Exercise: Switch "formatted sample" to "formatted example" in the lines from the first one through the line containing "Give the mask of the leafy", and give back only those lines with nothing else altered.

Available data:
┌────────

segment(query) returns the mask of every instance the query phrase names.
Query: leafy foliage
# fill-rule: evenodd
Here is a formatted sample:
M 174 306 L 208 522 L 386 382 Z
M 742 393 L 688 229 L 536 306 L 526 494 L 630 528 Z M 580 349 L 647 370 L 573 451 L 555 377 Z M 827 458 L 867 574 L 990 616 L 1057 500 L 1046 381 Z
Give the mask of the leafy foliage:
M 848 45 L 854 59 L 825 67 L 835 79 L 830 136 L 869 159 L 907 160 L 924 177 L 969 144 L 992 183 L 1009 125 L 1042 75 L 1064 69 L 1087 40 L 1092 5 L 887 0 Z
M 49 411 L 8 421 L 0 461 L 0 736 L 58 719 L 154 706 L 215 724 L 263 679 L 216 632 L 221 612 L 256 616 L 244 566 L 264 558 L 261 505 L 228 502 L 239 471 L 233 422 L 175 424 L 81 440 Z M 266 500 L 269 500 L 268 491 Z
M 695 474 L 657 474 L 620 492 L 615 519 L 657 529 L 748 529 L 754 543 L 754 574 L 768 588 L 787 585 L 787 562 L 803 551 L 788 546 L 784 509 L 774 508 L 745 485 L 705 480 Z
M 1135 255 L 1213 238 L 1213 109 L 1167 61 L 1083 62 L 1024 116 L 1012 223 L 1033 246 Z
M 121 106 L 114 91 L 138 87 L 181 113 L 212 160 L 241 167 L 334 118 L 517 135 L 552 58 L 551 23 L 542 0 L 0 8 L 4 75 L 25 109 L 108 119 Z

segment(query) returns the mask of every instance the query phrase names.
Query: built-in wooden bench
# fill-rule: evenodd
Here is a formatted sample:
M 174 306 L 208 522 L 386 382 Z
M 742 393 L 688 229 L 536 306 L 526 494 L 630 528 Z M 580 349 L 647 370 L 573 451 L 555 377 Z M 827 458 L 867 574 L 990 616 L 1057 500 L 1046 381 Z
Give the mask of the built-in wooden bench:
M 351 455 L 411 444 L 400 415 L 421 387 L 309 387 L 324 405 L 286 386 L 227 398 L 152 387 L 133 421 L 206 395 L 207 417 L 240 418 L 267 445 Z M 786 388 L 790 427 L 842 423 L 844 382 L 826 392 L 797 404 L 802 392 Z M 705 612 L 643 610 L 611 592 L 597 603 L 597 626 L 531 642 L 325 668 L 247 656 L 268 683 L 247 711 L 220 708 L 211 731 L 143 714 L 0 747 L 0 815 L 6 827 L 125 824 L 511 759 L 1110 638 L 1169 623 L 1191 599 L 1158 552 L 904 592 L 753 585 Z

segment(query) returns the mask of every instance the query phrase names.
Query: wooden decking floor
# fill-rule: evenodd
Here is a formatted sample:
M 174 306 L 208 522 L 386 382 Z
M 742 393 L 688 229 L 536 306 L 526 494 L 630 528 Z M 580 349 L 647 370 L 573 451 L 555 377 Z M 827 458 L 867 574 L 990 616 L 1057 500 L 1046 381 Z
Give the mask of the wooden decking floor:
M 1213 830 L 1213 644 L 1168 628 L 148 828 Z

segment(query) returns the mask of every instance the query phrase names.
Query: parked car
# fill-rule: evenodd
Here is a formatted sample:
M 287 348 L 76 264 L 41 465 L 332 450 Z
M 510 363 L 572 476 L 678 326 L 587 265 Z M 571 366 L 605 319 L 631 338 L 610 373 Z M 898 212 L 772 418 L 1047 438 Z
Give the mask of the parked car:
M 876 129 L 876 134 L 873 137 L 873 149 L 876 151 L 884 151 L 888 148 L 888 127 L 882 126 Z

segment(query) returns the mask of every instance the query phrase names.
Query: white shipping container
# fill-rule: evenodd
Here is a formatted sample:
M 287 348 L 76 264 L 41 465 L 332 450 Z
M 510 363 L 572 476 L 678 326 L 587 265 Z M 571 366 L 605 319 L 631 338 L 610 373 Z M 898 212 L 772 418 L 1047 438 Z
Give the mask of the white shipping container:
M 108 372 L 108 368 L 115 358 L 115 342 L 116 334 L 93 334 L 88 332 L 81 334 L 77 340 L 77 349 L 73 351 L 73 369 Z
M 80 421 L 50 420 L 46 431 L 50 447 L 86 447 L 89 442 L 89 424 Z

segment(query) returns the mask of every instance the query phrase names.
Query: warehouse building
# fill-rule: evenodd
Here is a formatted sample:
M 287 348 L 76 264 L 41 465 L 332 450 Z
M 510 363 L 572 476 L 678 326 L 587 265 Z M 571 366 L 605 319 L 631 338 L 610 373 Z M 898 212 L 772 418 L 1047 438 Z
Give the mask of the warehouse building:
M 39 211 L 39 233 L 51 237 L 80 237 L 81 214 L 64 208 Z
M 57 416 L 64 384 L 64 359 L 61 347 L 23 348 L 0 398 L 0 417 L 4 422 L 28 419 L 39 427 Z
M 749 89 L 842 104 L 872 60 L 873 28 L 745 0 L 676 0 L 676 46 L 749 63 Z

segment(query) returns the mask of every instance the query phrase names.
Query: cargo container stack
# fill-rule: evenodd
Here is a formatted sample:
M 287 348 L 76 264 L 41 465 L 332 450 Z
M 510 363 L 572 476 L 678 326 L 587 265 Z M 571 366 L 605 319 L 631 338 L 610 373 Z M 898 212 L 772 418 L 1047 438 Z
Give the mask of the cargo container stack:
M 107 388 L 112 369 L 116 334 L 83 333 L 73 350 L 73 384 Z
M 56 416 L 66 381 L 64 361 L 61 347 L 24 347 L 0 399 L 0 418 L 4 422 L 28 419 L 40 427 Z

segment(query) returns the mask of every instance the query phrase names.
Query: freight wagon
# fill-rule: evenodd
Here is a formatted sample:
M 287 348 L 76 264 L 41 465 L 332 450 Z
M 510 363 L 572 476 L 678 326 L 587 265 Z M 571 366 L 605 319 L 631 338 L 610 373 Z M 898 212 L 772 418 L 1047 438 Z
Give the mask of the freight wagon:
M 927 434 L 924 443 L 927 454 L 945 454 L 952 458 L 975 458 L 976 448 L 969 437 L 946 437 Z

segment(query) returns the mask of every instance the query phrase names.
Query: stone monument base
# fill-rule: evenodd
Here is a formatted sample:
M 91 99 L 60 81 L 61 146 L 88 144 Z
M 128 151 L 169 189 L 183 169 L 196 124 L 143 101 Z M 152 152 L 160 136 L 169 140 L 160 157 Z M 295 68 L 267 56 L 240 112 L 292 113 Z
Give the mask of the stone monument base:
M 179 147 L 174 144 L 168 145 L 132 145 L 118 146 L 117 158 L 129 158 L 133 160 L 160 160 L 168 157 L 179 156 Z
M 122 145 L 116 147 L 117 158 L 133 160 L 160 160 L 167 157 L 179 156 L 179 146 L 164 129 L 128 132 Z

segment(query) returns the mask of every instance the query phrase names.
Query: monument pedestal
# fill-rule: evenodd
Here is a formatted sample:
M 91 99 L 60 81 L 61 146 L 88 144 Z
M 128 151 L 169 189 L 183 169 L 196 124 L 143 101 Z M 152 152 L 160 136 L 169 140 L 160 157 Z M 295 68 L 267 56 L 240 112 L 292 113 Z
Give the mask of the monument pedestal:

└────────

Solution:
segment(query) returns the mask of every instance the query phrase names.
Query: leafy foliage
# fill-rule: evenodd
Here is a formatted example:
M 174 306 L 208 522 L 386 382 Z
M 742 393 L 688 229 L 536 306 L 526 494 L 630 528 Z M 580 349 L 647 370 L 573 451 L 555 377 Z M 827 458 L 867 574 L 990 616 L 1057 500 L 1046 381 Z
Give the mask of the leafy foliage:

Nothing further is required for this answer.